• **SOURCE PASSAGE**
* * * * *

What do you enjoy most about teaching business students? The most enjoyable part about teaching business students is that they are goal-oriented and future-driven. They are well-informed about their career prospects, and most of them develop a professional mind-set during their college years. 

What is most challenging? Sometimes, students are extremely focused on their grades rather than learning. Often, when students try to find shortcuts to achieving a good grade, they compromise their learning opportunities and lose the excitement and joy of learning.

In one word, describe your favorite type of student: Hardworking. 

In one word, describe your least favorite type of student: Inattentive. 

When it comes to grading, I think students would describe me as… A fair grader. It is easy to grade quantitative problems or a paper with a rubric, whereas grading is difficult when it involves subjective judgment such as presentations or class participation. I consistently endeavor to be consistent and fair and ensure that all grades are returned in a timely manner. Additionally, I believe students should be well-informed about their academic performance and progress throughout the semester.

* * * * *

• **WORK ORDER 1**
In the teaching interview, what one word describes the least favorite type of student?
• **WORK ORDER 2**
Transcribe the teaching interview verbatim from "In one word, describe your least" to "throughout the semester.".

* * * * *

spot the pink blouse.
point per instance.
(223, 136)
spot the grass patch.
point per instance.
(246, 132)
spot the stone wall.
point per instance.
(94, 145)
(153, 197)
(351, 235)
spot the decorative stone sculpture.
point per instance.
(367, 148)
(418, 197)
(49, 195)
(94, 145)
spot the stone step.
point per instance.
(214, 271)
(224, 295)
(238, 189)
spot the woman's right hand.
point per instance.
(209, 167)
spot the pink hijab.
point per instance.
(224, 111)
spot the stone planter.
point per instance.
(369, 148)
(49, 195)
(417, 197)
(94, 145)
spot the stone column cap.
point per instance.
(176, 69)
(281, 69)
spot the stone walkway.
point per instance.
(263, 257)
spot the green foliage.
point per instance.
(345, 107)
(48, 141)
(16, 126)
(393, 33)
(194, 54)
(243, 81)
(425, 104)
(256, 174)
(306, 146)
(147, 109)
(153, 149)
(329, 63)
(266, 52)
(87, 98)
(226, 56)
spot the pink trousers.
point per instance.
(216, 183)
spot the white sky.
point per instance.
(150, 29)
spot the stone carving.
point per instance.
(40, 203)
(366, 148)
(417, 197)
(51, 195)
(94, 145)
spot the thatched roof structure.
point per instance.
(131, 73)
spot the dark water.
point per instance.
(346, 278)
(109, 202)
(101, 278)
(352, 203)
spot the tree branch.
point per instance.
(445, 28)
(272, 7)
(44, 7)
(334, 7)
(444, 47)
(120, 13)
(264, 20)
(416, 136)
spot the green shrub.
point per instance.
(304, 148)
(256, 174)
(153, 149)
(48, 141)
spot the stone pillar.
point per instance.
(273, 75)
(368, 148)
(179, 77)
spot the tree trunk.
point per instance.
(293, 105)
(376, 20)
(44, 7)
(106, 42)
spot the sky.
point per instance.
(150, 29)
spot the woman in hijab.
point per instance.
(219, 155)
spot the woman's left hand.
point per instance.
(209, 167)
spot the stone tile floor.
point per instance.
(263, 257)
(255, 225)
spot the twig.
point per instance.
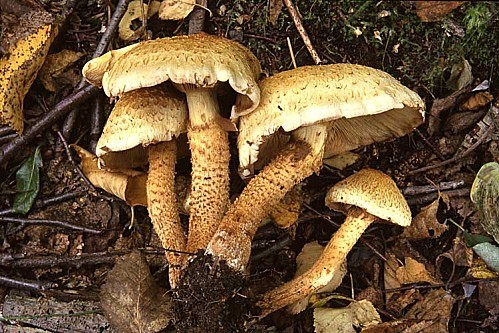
(50, 201)
(13, 147)
(104, 42)
(75, 166)
(7, 138)
(424, 189)
(96, 123)
(301, 30)
(455, 158)
(55, 223)
(26, 284)
(428, 143)
(197, 17)
(291, 52)
(426, 199)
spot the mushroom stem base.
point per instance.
(162, 204)
(324, 268)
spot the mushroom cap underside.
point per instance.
(382, 108)
(142, 117)
(200, 59)
(373, 191)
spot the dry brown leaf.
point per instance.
(128, 28)
(275, 9)
(488, 294)
(131, 300)
(414, 272)
(433, 11)
(341, 161)
(476, 101)
(342, 320)
(127, 184)
(436, 308)
(304, 261)
(176, 9)
(425, 224)
(460, 254)
(20, 67)
(55, 64)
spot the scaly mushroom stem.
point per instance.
(162, 204)
(210, 167)
(232, 241)
(324, 268)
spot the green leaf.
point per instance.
(28, 183)
(489, 253)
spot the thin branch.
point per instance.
(54, 223)
(301, 30)
(10, 149)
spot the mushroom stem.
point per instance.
(324, 268)
(232, 241)
(210, 166)
(162, 204)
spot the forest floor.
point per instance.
(63, 248)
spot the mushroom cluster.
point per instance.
(287, 124)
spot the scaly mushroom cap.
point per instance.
(140, 118)
(94, 70)
(199, 59)
(361, 105)
(372, 191)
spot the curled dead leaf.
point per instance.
(131, 300)
(20, 67)
(425, 224)
(127, 184)
(176, 9)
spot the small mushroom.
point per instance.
(326, 110)
(195, 64)
(364, 197)
(142, 128)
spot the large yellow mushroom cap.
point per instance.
(201, 59)
(142, 117)
(333, 94)
(373, 191)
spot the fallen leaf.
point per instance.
(127, 184)
(489, 253)
(131, 25)
(460, 76)
(275, 9)
(488, 294)
(459, 254)
(28, 183)
(304, 261)
(436, 308)
(476, 101)
(55, 65)
(341, 161)
(176, 9)
(425, 224)
(131, 300)
(433, 11)
(484, 195)
(19, 68)
(343, 320)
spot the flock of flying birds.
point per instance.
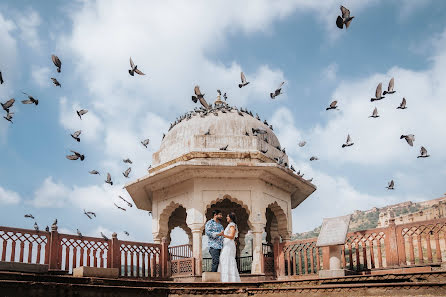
(76, 136)
(342, 21)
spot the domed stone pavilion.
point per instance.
(221, 158)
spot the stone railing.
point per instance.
(64, 252)
(396, 246)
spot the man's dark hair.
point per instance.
(215, 212)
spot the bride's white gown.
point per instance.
(228, 265)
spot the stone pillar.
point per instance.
(197, 248)
(257, 252)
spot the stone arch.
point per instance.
(232, 199)
(277, 222)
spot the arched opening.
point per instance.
(244, 255)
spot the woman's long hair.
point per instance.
(233, 217)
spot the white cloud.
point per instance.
(41, 75)
(9, 197)
(29, 23)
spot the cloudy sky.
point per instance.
(178, 45)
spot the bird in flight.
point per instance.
(402, 105)
(56, 82)
(127, 172)
(378, 93)
(108, 180)
(348, 142)
(145, 142)
(56, 62)
(345, 19)
(75, 156)
(134, 69)
(76, 135)
(278, 91)
(81, 112)
(30, 100)
(390, 87)
(391, 185)
(244, 82)
(332, 105)
(8, 104)
(423, 153)
(410, 138)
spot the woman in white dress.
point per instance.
(228, 266)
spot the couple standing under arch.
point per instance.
(222, 245)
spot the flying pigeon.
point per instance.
(76, 134)
(390, 87)
(31, 100)
(145, 142)
(423, 153)
(410, 138)
(8, 116)
(391, 185)
(89, 214)
(258, 131)
(332, 105)
(378, 93)
(127, 172)
(108, 180)
(374, 114)
(81, 112)
(75, 156)
(8, 104)
(348, 142)
(134, 69)
(103, 236)
(402, 105)
(119, 207)
(56, 82)
(244, 82)
(345, 19)
(278, 91)
(128, 203)
(200, 97)
(56, 62)
(127, 161)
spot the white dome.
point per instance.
(225, 129)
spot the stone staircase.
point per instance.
(398, 284)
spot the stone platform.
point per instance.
(414, 284)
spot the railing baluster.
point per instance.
(39, 250)
(437, 247)
(429, 248)
(420, 249)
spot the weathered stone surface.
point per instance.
(85, 271)
(23, 267)
(211, 277)
(333, 231)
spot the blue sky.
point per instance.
(209, 43)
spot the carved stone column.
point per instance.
(257, 253)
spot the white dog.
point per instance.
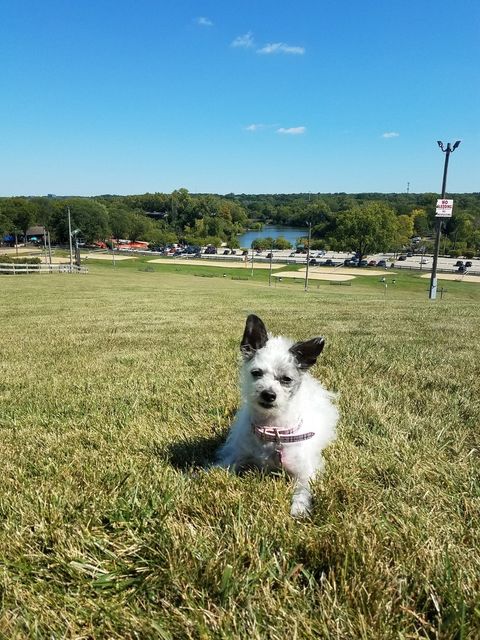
(287, 418)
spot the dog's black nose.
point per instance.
(268, 396)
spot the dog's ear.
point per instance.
(254, 337)
(306, 353)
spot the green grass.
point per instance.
(116, 386)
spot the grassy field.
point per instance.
(116, 386)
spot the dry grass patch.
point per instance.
(116, 387)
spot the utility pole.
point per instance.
(70, 238)
(270, 271)
(308, 253)
(433, 280)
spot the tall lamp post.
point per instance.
(308, 253)
(433, 280)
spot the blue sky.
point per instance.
(125, 96)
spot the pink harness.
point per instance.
(281, 436)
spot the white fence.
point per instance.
(16, 268)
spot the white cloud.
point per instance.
(204, 22)
(281, 47)
(245, 41)
(292, 131)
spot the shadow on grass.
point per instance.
(193, 453)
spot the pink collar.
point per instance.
(281, 436)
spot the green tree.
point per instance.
(368, 228)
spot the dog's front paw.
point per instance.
(301, 507)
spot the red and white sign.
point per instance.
(444, 209)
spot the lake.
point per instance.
(271, 231)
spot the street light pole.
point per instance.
(433, 280)
(308, 253)
(70, 239)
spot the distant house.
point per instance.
(35, 233)
(157, 215)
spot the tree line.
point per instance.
(364, 222)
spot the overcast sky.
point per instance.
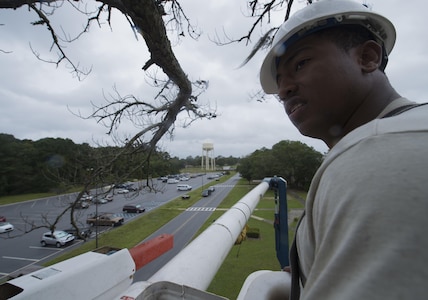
(40, 100)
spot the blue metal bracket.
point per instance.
(279, 186)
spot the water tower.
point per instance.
(208, 161)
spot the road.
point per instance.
(21, 251)
(185, 226)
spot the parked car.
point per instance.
(104, 219)
(58, 238)
(99, 201)
(84, 232)
(108, 197)
(135, 208)
(86, 197)
(81, 204)
(5, 227)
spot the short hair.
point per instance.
(349, 36)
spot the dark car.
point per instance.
(81, 204)
(135, 208)
(84, 232)
(58, 238)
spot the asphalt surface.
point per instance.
(19, 251)
(185, 226)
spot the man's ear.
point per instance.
(370, 56)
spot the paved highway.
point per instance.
(185, 226)
(21, 251)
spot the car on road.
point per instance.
(5, 227)
(104, 219)
(81, 204)
(184, 187)
(135, 208)
(84, 232)
(58, 238)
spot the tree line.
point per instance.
(56, 165)
(294, 161)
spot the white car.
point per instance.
(5, 227)
(184, 187)
(58, 238)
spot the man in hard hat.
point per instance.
(363, 234)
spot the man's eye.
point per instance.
(301, 63)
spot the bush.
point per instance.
(253, 233)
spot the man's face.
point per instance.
(321, 87)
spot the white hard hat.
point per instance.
(319, 15)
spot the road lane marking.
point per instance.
(20, 258)
(45, 248)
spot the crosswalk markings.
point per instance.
(201, 209)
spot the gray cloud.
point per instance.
(38, 99)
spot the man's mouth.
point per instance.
(295, 107)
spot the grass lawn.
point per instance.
(249, 256)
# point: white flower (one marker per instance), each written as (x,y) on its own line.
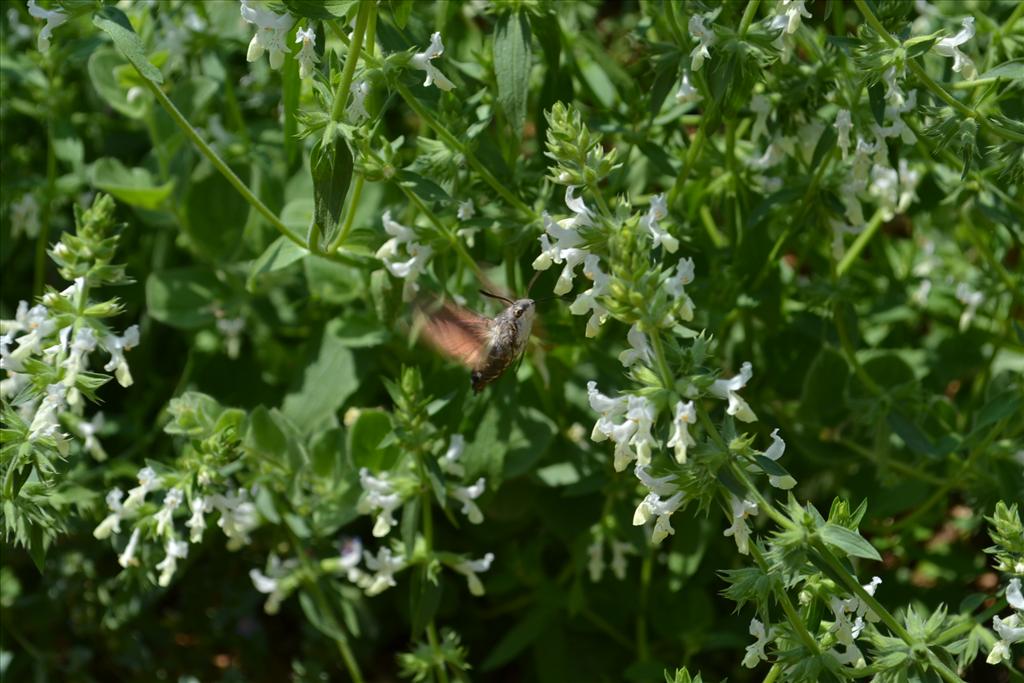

* * * * *

• **EXPECTED ANSWER 1**
Inattentive.

• **EXPECTED ANSWER 2**
In one word, describe your least favorite type of student: Inattentive. 

When it comes to grading, I think students would describe me as… A fair grader. It is easy to grade quantitative problems or a paper with a rubric, whereas grading is difficult when it involves subjective judgment such as presentations or class participation. I consistently endeavor to be consistent and fair and ensure that all grades are returned in a timely manner. Additionally, I believe students should be well-informed about their academic performance and progress throughout the semester.